## LO QUE SE PIDE
Prolonga el hilo de foro sobre el uso de «directo» y «directamente» a partir de su última frase.

## TEXTO
══════

# ir directo / ir directamente



## globos

Hola a todos,


¿Cuál de los dos frases suena mejor?

1. Ella fue a la aerolínea *directamente* para comprar su boleto. No le hace falta comprarlo por una agencia de viajes.

2. Ella fue a la aerolínea *directo* para comprar su boleto. No le hace falta comprarlo por una agencia de viajes.

Directamente (adverbio) Normalmente se usa adverbio para describir cómo hacía alguien algo. Pero no veo directamente  en wordreference como adverbio. 
Directo (adjetivo) Me  suena mejor pero no soy nativo obviamente. Pero gramáticamente no es correcto. ¿O me equivoco?

Muchas gracias


----------



## SevenDays

*Directamente* sí está en WR (see here). Yo diría _ella fue directamente a la aerolínea_. *Directo* es adjetivo, pero también se usa como adverbio (meaning, "de manera directa"), y es por lo tanto sinónimo de "directamente":_ ella fue directo a la aerolínea.

_Saludos


----------



## globos

SevenDays said:


> *Directamente* sí está en WR (see here). Yo diría _ella fue directamente a la aerolínea_. *Directo* es adjetivo, pero también se usa como adverbio (meaning, "de manera directa"), y es por lo tanto sinónimo de "directamente":_ ella fue directo a la aerolínea.
> 
> _Saludos




Gracias SevenDays por su explicación y el enlace.


----------



## kakapadaka

Sí, muchas veces se pierde un poco la diferencia entre adjetivos y adverbios en español, como por ejemplo puedes decir _él corre muy rápido _aunque la lógica de la frase pueda indicar un adverbio.


----------



## Julvenzor

Yo concordaría el adjetivo con el sujeto y lo convertiría en predicativo (si no me equivoco).

Un saludo.


----------



## Elcanario

Julvenzor said:


> Yo concordaría el adjetivo con el sujeto y lo convertiría en predicativo (si no me equivoco).
> 
> Un saludo.


Yo también.
Un saludo


----------



## globos

Julvenzor said:


> Yo concordaría el adjetivo con el sujeto y lo convertiría en predicativo (si no me equivoco).
> 
> Un saludo.




Muy técnico Julvenzor. ¿Pudieras darme un ejemplo por favor? Lo que no entiendo es cuando dices que lo convertiría en predicativo. 

Gracias


----------



## Elcanario

Ella fue direct*a* a la aerolínea ...

══════

## DATOS PROPORCIONADOS

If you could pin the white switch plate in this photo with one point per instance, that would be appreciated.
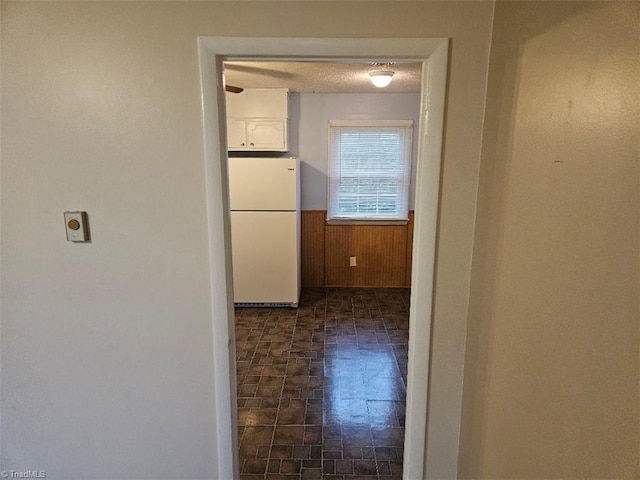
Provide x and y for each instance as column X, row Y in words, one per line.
column 76, row 225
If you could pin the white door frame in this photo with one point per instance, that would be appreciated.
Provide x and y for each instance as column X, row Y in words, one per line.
column 434, row 53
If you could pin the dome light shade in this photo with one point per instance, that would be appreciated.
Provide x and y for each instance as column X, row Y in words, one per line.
column 381, row 78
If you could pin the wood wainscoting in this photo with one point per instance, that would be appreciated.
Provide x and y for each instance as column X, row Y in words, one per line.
column 383, row 253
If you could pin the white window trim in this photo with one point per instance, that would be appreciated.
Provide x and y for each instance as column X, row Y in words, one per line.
column 367, row 123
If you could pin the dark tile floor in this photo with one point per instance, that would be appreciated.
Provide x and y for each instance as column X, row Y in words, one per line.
column 321, row 388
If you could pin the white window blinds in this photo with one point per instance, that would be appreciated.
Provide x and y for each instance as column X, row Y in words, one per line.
column 369, row 170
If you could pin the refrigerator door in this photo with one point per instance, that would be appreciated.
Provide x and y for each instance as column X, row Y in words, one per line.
column 263, row 183
column 266, row 265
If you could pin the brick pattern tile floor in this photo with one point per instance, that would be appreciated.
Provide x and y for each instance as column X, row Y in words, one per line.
column 322, row 388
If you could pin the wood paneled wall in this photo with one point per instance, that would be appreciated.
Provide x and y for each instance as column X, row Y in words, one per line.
column 383, row 253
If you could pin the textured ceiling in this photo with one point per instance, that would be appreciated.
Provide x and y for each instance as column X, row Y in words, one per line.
column 321, row 77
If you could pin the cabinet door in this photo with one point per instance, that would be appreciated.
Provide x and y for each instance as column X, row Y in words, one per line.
column 236, row 135
column 267, row 135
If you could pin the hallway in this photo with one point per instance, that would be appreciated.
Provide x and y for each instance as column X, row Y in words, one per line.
column 321, row 388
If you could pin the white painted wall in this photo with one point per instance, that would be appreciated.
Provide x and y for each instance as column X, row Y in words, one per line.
column 310, row 116
column 552, row 374
column 106, row 347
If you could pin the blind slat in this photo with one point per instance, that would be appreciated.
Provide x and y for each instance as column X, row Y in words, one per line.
column 369, row 169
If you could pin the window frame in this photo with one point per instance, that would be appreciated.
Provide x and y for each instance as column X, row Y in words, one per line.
column 404, row 176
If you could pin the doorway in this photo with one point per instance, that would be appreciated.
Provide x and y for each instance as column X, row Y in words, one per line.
column 434, row 55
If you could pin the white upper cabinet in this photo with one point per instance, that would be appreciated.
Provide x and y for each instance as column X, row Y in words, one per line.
column 257, row 120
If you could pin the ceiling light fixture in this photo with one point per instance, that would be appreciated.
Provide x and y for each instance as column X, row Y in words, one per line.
column 381, row 78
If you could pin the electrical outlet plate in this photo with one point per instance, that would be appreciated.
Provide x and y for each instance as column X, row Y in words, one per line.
column 76, row 225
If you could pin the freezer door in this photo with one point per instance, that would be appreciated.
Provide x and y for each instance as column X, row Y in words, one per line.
column 263, row 183
column 266, row 260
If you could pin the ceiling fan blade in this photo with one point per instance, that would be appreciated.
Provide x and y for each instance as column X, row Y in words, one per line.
column 232, row 89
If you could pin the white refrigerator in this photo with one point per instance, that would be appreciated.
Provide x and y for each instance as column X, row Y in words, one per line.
column 265, row 230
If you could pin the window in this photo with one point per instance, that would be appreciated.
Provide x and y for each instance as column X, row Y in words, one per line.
column 369, row 170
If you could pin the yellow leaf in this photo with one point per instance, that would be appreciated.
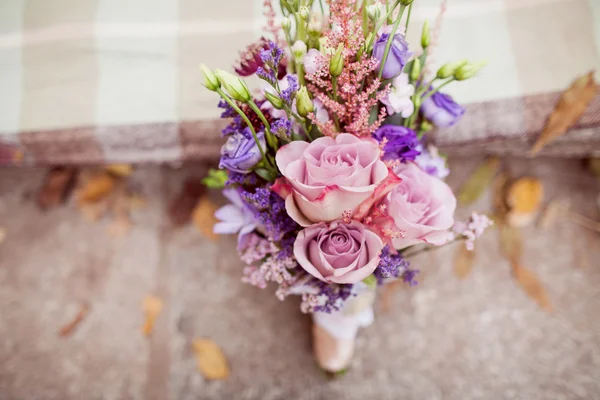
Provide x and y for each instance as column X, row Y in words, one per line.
column 524, row 198
column 479, row 181
column 211, row 360
column 531, row 284
column 568, row 110
column 120, row 170
column 96, row 188
column 204, row 217
column 463, row 262
column 511, row 243
column 152, row 307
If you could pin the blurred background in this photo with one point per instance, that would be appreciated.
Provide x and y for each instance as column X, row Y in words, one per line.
column 108, row 269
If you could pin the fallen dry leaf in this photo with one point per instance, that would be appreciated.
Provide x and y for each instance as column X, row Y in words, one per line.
column 152, row 307
column 69, row 328
column 204, row 217
column 511, row 243
column 211, row 360
column 571, row 105
column 524, row 198
column 56, row 187
column 463, row 262
column 181, row 208
column 120, row 170
column 531, row 284
column 96, row 188
column 479, row 181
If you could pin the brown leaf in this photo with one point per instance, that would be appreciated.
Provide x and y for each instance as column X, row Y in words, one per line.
column 120, row 170
column 479, row 181
column 211, row 360
column 181, row 208
column 524, row 198
column 96, row 188
column 463, row 262
column 568, row 110
column 69, row 328
column 56, row 187
column 511, row 243
column 204, row 217
column 531, row 284
column 152, row 307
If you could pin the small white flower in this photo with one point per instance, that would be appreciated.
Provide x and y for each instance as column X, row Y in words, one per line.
column 399, row 101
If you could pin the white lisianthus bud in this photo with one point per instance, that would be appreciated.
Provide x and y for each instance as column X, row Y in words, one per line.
column 299, row 50
column 235, row 86
column 210, row 80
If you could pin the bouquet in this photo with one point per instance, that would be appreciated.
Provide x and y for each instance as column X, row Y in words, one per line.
column 331, row 181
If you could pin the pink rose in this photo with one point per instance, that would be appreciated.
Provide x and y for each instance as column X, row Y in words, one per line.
column 328, row 176
column 337, row 252
column 422, row 206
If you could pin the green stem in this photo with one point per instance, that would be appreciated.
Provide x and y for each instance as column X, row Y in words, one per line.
column 270, row 138
column 388, row 45
column 428, row 95
column 248, row 123
column 408, row 18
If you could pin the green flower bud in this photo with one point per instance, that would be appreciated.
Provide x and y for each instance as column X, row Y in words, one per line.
column 274, row 100
column 303, row 102
column 468, row 70
column 304, row 13
column 425, row 35
column 236, row 87
column 416, row 69
column 210, row 80
column 337, row 62
column 299, row 50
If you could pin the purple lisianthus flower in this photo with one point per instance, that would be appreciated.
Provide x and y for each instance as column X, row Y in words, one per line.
column 402, row 143
column 240, row 153
column 441, row 110
column 235, row 217
column 397, row 57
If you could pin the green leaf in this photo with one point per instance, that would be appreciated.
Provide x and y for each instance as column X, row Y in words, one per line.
column 216, row 179
column 370, row 281
column 477, row 183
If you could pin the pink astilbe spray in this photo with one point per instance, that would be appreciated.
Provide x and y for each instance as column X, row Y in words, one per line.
column 358, row 91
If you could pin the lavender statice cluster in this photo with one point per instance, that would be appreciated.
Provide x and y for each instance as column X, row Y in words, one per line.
column 394, row 266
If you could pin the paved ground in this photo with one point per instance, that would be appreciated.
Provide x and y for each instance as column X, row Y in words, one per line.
column 479, row 338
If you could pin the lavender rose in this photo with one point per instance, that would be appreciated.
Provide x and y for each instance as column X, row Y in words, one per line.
column 441, row 110
column 338, row 252
column 327, row 177
column 401, row 142
column 397, row 57
column 240, row 153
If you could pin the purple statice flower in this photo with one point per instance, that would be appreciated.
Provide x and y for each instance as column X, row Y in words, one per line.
column 441, row 110
column 241, row 153
column 397, row 57
column 288, row 94
column 282, row 128
column 432, row 162
column 269, row 211
column 251, row 59
column 393, row 266
column 401, row 143
column 235, row 217
column 236, row 178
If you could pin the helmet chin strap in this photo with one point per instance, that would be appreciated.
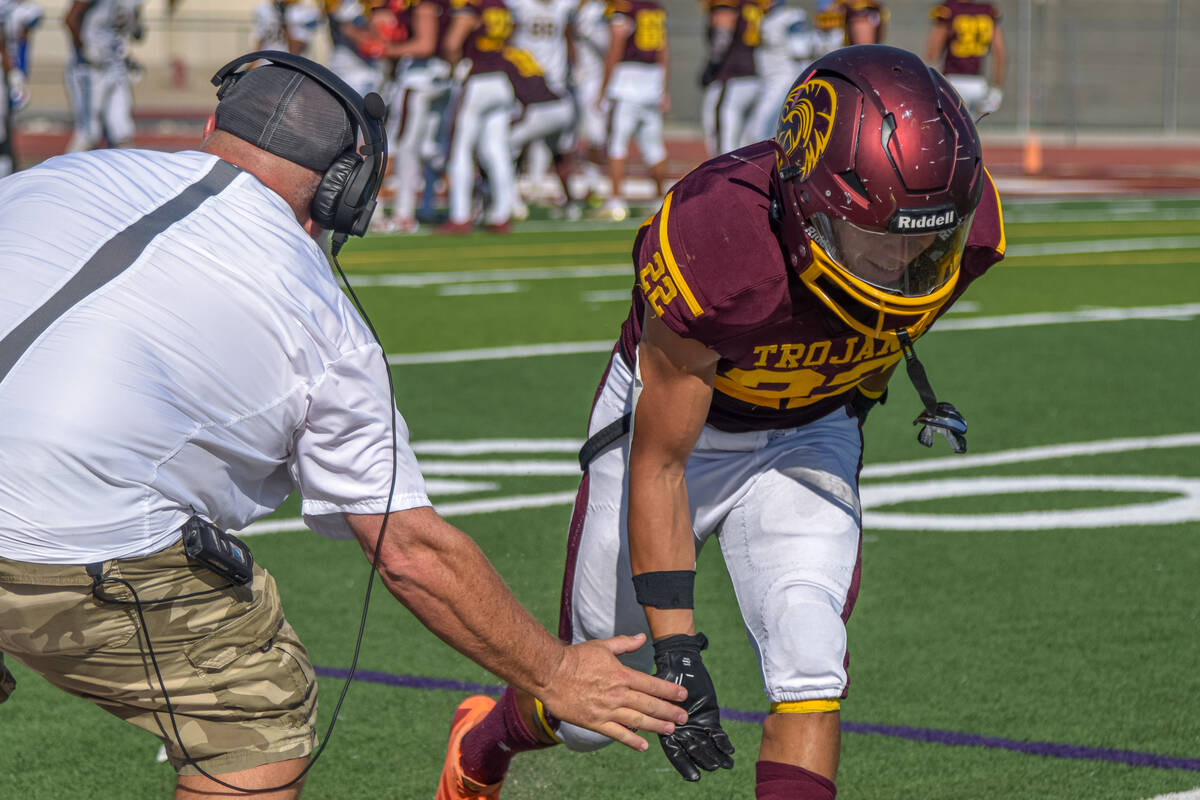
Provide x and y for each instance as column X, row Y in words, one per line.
column 940, row 417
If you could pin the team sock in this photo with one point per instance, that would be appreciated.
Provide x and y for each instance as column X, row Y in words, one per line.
column 778, row 781
column 490, row 746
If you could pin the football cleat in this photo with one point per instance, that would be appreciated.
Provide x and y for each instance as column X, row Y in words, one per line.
column 454, row 785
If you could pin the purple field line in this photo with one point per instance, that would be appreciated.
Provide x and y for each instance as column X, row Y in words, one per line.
column 949, row 738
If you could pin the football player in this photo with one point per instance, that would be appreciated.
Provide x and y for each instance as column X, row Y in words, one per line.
column 729, row 78
column 591, row 40
column 775, row 292
column 789, row 43
column 635, row 83
column 285, row 25
column 417, row 107
column 99, row 78
column 474, row 47
column 963, row 36
column 545, row 116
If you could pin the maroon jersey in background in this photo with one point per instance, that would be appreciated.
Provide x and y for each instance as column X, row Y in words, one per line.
column 739, row 59
column 528, row 82
column 712, row 265
column 649, row 34
column 972, row 26
column 485, row 44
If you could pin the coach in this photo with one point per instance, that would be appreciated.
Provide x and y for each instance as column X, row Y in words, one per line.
column 175, row 356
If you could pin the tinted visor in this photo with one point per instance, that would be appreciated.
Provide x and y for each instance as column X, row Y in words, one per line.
column 910, row 265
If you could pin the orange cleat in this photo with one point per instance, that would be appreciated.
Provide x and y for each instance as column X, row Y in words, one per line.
column 454, row 785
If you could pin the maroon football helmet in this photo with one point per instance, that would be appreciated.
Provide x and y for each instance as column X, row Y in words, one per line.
column 882, row 164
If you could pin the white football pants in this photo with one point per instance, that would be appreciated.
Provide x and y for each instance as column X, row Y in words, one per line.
column 481, row 131
column 784, row 505
column 726, row 112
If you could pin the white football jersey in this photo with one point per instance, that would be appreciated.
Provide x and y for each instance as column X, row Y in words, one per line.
column 786, row 44
column 540, row 28
column 107, row 28
column 271, row 29
column 592, row 37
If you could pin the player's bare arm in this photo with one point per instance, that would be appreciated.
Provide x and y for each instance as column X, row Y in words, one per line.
column 443, row 577
column 677, row 388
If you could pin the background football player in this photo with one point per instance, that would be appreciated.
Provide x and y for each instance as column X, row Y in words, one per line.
column 775, row 292
column 285, row 25
column 961, row 38
column 417, row 106
column 100, row 83
column 730, row 78
column 635, row 84
column 474, row 47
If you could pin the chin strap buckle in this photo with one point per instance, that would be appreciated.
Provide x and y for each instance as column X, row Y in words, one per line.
column 936, row 417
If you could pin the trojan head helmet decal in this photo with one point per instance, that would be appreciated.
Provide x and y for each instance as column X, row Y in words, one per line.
column 805, row 124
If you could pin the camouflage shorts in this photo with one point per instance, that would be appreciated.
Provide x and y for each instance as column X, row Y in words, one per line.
column 240, row 683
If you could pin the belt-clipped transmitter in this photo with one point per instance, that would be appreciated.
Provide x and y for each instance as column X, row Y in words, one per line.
column 220, row 552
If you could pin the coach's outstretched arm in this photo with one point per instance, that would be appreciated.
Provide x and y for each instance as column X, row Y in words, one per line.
column 442, row 576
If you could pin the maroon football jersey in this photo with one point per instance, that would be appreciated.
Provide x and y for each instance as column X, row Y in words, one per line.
column 747, row 35
column 714, row 268
column 485, row 44
column 870, row 10
column 972, row 26
column 529, row 84
column 648, row 37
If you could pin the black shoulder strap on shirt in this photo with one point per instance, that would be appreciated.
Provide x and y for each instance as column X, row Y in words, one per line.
column 113, row 258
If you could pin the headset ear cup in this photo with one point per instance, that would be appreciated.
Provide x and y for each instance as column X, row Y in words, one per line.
column 331, row 188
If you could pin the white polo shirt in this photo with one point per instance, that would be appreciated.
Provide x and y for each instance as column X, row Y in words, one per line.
column 190, row 353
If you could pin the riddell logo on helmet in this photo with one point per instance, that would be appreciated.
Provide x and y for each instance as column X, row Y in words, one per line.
column 913, row 222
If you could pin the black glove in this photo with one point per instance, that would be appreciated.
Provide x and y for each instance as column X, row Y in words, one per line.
column 861, row 404
column 700, row 741
column 947, row 421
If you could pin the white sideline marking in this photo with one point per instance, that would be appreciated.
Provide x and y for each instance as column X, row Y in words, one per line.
column 1031, row 453
column 1194, row 794
column 479, row 446
column 475, row 446
column 499, row 354
column 491, row 276
column 1181, row 312
column 1103, row 246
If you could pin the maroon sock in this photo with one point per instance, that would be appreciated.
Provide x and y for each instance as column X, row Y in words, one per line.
column 490, row 746
column 777, row 781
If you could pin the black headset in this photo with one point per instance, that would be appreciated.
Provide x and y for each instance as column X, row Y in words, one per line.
column 346, row 196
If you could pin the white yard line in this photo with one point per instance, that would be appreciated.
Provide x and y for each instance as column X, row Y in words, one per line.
column 515, row 503
column 1181, row 312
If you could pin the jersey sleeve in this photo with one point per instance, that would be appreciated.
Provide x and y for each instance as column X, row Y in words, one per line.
column 705, row 264
column 342, row 455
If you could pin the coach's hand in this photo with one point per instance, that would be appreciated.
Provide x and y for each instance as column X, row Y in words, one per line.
column 700, row 743
column 593, row 690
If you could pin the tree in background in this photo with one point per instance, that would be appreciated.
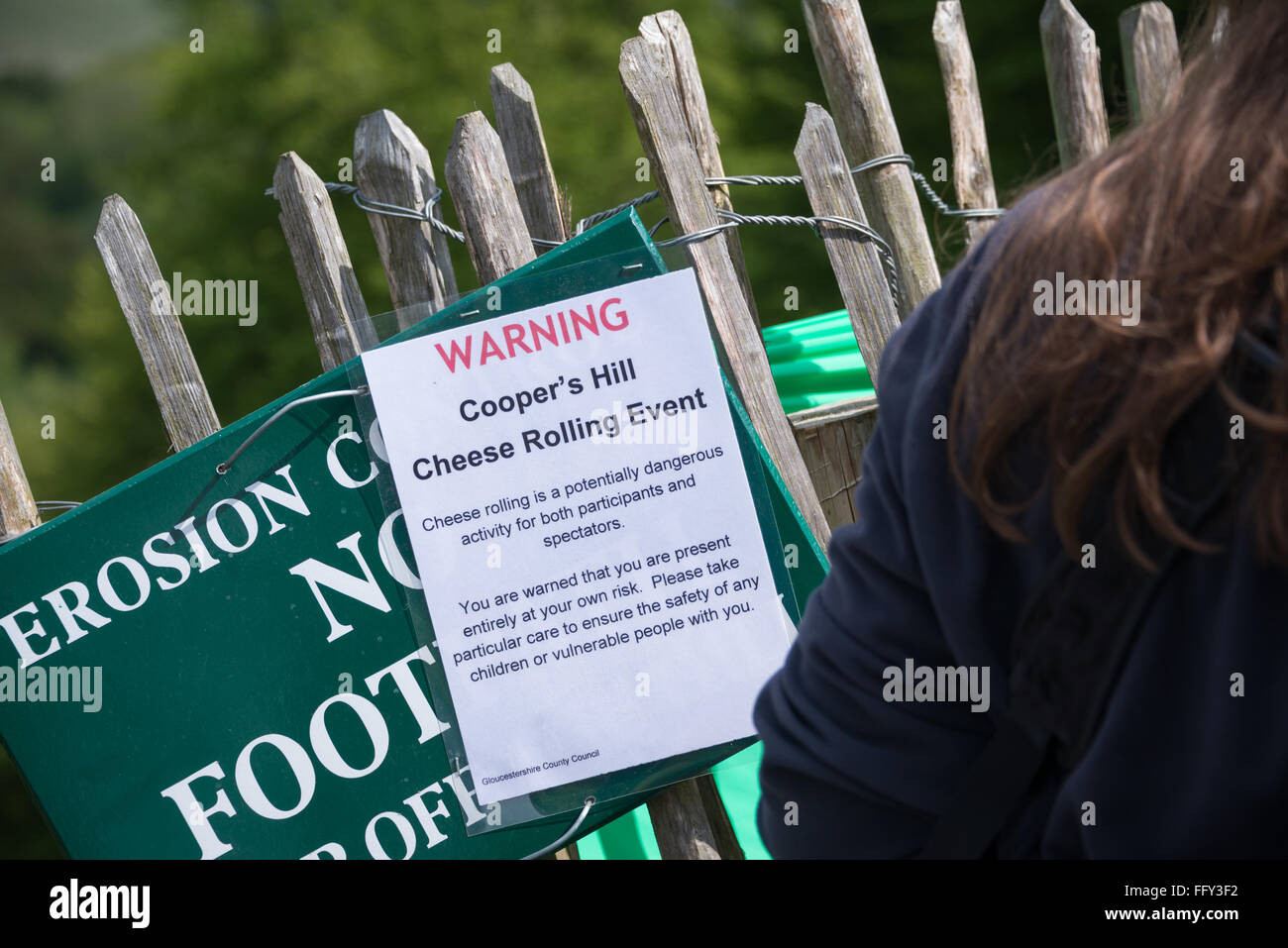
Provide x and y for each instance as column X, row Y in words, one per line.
column 123, row 103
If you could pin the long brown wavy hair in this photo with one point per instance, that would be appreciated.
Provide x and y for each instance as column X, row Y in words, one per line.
column 1196, row 206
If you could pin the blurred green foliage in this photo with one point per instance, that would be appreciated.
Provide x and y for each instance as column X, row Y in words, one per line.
column 116, row 98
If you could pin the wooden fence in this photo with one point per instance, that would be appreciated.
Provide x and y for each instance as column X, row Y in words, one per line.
column 505, row 193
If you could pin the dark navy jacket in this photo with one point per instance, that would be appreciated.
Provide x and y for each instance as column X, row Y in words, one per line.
column 1180, row 767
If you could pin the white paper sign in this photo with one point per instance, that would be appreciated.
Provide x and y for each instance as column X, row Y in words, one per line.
column 585, row 533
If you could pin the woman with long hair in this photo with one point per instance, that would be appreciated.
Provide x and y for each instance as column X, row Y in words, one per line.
column 1057, row 626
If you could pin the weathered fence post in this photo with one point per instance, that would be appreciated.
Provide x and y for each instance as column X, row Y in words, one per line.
column 336, row 311
column 150, row 311
column 485, row 201
column 973, row 174
column 1151, row 58
column 832, row 441
column 859, row 274
column 862, row 110
column 391, row 166
column 683, row 184
column 1073, row 78
column 519, row 128
column 18, row 511
column 668, row 33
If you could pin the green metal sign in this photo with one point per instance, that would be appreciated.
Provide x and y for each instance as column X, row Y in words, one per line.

══════

## RESPUESTA DEL EJERCICIO
un saludo


----------



## kakapadaka

A mí me suena terrible. Reiterando mi ejemplo: El chico corre rápido. -> ¿Cómo corre el chico? y no: ¿Cómo es el chico que corre?


----------



## Elcanario

kakapadaka said:


> A mí me suena terrible. Reiterando mi ejemplo: El chico corre rápido. -> ¿Cómo corre el chico? y no: ¿Cómo es el chico que corre?


Un complemento predicativo no es un atributo.
Un saludo


----------



## kakapadaka

A mi parecer es un complemento circunstancial de modo y no un predicativo. Ella fue directo (=de manera directa, directamente) a la aerolínea.


----------



## jilar

Yo sólo diría estas dos formas:
1. Ella fue directamente a la aerolínea para comprar su boleto. (Esto es lo que entiendo que tú quieres expresar realmente)
2. Ella fue directa a la aerolínea para comprar su boleto.

Preferiblemente la 1 que ahí te propongo, pues el adverbio es quien modifica o califica a un verbo (¿cómo fue? directamente). Ya el nombre lo dice "AD + verbo" = al lado o junto al verbo que modifica.
Y como un adjetivo califica a un nombre, si ponemos la frase número 2 que tú anotas, donde aparecen las palabras en este orden "aerolínea directa", podría interpretarse que esa aerolínea es directa, ya que está seguida por tal adjetivo.
Para que esa posibilidad no sea posible tendríamos que colocar una coma, quedando por lo tanto, tu opción 2:
Ella fue a la aerolínea, directa para comprar su boleto.

Por otro lado, ¿por qué en mi opción 1 propongo cambiar la posición del adverbio?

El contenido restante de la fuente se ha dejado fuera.